**WORKING DATA**
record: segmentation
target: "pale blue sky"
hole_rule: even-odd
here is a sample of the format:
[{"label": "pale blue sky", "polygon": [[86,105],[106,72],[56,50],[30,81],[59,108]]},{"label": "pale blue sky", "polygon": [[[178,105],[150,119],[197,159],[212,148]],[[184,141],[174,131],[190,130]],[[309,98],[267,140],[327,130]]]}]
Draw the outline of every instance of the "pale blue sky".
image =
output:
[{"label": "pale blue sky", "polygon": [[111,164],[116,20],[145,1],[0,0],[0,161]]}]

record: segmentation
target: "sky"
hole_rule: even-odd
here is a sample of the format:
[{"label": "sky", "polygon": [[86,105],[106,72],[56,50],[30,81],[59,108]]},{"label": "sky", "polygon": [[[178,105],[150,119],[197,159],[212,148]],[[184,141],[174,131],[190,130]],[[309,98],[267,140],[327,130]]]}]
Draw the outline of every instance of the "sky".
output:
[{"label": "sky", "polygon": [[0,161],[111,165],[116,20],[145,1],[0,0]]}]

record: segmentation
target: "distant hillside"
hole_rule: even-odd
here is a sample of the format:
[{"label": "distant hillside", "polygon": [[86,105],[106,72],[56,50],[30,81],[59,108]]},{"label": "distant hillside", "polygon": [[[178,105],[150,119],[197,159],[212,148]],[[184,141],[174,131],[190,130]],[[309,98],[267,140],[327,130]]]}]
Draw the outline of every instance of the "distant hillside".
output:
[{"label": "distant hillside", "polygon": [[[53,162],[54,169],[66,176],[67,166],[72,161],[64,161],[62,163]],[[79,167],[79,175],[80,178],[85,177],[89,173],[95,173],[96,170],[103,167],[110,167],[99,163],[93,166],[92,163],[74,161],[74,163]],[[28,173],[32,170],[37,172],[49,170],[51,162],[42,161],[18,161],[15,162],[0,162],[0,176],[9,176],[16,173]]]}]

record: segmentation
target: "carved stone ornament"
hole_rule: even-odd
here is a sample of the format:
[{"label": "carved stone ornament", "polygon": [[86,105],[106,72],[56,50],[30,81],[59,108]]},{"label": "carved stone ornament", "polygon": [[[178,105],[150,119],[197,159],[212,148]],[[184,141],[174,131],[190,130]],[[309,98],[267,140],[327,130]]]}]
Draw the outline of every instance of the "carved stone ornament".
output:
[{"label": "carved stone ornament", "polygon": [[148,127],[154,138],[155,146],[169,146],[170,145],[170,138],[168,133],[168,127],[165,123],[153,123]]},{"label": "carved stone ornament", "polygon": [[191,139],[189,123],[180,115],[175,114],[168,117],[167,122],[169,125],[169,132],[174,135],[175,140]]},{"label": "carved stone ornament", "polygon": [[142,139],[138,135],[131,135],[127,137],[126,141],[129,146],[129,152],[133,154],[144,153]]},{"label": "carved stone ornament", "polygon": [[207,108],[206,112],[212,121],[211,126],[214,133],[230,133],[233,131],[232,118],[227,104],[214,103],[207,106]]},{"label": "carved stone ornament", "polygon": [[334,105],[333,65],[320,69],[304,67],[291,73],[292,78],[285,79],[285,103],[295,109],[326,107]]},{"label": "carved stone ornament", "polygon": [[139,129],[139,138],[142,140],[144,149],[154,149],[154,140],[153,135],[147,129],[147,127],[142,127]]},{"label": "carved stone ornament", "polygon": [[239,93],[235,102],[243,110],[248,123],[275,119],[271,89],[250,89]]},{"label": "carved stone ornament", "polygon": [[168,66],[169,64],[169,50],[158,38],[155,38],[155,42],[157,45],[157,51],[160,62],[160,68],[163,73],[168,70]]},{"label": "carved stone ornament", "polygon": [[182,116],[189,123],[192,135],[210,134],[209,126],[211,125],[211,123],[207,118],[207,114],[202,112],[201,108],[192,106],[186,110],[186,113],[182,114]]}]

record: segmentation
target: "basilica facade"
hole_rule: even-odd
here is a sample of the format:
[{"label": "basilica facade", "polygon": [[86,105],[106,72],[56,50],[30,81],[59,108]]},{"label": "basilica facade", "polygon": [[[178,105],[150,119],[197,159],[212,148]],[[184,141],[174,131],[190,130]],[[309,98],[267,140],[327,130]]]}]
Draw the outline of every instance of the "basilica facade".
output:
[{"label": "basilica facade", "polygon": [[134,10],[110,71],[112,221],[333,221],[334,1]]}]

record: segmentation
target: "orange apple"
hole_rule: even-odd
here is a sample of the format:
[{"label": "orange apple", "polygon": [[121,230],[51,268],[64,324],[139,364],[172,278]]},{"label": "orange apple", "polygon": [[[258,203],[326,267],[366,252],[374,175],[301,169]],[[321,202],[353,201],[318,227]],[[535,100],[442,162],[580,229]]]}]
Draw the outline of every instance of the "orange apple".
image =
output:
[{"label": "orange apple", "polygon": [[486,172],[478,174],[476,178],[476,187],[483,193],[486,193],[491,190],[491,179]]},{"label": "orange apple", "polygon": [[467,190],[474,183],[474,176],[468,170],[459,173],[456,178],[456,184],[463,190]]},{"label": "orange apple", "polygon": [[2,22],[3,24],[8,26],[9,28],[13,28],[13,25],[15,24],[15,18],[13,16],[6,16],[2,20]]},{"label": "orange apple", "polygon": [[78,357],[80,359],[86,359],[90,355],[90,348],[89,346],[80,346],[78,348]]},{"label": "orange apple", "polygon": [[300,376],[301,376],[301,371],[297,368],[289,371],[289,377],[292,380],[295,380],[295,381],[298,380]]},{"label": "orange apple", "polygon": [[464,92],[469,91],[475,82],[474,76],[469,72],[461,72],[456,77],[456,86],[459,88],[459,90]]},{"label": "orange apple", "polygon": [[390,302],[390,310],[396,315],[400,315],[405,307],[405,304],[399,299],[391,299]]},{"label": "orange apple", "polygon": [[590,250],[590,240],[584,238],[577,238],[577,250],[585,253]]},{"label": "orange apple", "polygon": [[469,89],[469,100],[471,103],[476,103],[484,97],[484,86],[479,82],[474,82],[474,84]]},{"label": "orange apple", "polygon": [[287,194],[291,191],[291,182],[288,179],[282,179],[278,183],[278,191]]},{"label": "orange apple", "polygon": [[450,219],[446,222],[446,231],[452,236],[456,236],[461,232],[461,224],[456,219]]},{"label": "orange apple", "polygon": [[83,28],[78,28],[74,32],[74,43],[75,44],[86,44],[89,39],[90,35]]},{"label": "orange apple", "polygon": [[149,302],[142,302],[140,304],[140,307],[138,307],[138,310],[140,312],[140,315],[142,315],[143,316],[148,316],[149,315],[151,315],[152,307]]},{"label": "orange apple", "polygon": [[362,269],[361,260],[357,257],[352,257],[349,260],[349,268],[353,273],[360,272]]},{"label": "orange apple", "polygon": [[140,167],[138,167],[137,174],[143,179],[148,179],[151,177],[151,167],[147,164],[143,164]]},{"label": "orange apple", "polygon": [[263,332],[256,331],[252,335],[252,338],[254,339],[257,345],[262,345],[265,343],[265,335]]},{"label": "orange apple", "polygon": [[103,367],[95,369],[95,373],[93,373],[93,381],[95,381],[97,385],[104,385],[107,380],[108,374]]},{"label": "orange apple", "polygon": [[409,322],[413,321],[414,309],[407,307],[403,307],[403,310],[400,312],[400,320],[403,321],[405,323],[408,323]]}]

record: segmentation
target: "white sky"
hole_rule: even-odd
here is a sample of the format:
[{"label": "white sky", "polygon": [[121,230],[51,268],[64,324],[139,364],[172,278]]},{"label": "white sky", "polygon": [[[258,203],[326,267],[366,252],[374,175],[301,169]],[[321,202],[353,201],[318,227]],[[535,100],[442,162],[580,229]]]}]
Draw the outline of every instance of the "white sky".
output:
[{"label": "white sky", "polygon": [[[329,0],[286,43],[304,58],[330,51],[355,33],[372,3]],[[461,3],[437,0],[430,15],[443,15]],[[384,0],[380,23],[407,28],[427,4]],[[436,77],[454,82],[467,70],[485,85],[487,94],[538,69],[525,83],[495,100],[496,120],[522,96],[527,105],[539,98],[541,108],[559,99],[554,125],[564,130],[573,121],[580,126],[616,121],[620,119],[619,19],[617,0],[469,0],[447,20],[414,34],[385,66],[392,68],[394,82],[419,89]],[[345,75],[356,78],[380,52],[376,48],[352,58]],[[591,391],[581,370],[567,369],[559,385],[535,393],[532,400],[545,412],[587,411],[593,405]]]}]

**DO THIS**
Which lines in the items above contain the word "blue"? Sift them out and copy each one in full.

**WRITTEN SOLUTION**
target: "pale blue sky"
[{"label": "pale blue sky", "polygon": [[86,105],[106,72],[56,50],[30,81],[59,108]]},{"label": "pale blue sky", "polygon": [[[178,105],[150,119],[197,159],[212,148]],[[184,141],[174,131],[190,130]],[[309,98],[267,140],[327,130]]]}]
Draw the outline of every instance of the "pale blue sky".
[{"label": "pale blue sky", "polygon": [[111,164],[116,20],[145,1],[0,0],[0,161]]}]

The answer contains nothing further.